§ **Rows**
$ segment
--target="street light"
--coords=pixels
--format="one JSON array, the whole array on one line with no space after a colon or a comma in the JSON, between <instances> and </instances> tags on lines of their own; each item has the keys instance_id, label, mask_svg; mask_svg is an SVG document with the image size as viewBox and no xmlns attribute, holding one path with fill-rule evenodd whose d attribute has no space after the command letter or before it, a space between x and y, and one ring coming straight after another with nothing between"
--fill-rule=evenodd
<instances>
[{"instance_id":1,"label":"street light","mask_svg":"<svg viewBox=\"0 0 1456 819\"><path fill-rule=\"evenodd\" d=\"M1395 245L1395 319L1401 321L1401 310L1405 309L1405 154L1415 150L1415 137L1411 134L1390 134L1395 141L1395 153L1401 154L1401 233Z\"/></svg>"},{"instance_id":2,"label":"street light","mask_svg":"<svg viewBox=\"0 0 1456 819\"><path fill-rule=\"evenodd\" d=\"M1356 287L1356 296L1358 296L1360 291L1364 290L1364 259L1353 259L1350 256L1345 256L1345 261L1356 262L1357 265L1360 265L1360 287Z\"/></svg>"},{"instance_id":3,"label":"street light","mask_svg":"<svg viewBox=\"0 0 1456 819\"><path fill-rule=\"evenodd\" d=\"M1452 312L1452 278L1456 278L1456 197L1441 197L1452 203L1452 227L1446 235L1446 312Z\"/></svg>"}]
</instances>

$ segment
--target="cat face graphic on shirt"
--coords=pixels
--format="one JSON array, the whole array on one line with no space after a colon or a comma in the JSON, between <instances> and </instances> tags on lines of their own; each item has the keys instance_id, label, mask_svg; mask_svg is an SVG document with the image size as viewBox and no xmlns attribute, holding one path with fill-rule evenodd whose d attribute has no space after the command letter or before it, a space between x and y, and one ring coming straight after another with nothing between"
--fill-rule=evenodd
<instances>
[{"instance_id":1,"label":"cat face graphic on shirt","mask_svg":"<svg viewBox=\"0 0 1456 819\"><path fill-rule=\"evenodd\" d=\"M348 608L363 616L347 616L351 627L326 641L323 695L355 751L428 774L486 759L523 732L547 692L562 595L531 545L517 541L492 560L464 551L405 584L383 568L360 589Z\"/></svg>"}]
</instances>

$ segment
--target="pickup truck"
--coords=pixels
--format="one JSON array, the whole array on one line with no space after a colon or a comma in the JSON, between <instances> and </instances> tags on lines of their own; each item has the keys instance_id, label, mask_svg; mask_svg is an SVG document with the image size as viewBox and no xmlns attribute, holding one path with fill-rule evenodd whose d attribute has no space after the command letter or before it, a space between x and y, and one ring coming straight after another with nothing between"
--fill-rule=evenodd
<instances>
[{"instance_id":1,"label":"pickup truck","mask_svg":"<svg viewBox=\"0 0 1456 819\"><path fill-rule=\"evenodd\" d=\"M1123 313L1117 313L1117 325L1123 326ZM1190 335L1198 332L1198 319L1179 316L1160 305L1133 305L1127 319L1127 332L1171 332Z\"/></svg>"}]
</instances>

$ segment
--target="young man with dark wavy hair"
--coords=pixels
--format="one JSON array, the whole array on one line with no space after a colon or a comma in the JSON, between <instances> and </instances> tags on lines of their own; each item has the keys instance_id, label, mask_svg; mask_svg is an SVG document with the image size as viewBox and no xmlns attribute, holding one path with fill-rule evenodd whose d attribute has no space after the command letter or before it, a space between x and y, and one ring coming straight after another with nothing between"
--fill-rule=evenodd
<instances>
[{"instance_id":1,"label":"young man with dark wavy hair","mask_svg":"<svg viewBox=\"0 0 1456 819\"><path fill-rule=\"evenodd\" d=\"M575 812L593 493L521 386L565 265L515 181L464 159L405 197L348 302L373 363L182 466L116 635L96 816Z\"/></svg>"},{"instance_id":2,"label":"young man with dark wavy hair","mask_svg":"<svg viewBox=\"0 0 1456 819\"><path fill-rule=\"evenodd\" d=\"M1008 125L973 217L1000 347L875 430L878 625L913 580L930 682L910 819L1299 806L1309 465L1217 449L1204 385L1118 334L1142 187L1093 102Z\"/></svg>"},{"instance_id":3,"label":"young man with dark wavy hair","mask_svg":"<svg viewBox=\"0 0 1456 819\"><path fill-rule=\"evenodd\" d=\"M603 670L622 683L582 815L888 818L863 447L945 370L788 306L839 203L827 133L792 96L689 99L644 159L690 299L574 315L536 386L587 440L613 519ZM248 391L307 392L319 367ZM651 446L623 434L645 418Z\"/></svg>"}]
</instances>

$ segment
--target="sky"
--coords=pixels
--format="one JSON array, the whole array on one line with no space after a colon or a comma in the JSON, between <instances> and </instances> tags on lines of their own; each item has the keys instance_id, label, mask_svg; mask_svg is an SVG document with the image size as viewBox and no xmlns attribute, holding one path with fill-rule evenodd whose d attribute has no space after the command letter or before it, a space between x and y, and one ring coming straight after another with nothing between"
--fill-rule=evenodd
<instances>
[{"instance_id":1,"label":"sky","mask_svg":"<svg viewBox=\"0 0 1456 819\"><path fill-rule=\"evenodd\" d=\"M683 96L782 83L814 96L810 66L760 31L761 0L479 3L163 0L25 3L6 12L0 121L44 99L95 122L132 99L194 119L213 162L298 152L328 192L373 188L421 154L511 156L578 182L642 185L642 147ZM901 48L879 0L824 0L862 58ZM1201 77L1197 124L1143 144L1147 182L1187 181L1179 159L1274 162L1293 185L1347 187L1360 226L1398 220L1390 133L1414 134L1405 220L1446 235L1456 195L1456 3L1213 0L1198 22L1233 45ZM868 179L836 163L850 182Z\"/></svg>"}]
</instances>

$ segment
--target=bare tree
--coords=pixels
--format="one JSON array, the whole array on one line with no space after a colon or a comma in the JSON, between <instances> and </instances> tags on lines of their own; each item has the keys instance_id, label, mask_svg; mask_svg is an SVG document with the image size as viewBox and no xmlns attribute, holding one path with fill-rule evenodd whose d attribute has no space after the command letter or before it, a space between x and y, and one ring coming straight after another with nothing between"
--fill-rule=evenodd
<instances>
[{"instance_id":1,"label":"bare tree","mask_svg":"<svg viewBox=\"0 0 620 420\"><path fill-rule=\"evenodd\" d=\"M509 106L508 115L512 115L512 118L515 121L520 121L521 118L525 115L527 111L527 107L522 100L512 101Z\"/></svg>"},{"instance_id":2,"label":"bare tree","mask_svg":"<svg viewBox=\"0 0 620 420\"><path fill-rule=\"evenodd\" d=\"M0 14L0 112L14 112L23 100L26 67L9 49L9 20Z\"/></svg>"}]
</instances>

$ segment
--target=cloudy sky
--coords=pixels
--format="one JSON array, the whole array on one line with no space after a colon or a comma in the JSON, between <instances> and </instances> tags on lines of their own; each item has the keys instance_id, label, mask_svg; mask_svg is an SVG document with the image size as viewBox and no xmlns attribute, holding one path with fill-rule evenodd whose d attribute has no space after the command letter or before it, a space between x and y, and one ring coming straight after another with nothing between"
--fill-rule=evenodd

§ **Stated goal**
Copy out every line of the records above that contains the string "target". The match is case-sensitive.

§ **Response to this task**
--target="street light"
--target="cat face graphic on shirt"
--target="pickup truck"
--target="young man with dark wavy hair"
--target="sky"
--target=bare tree
--target=cloudy sky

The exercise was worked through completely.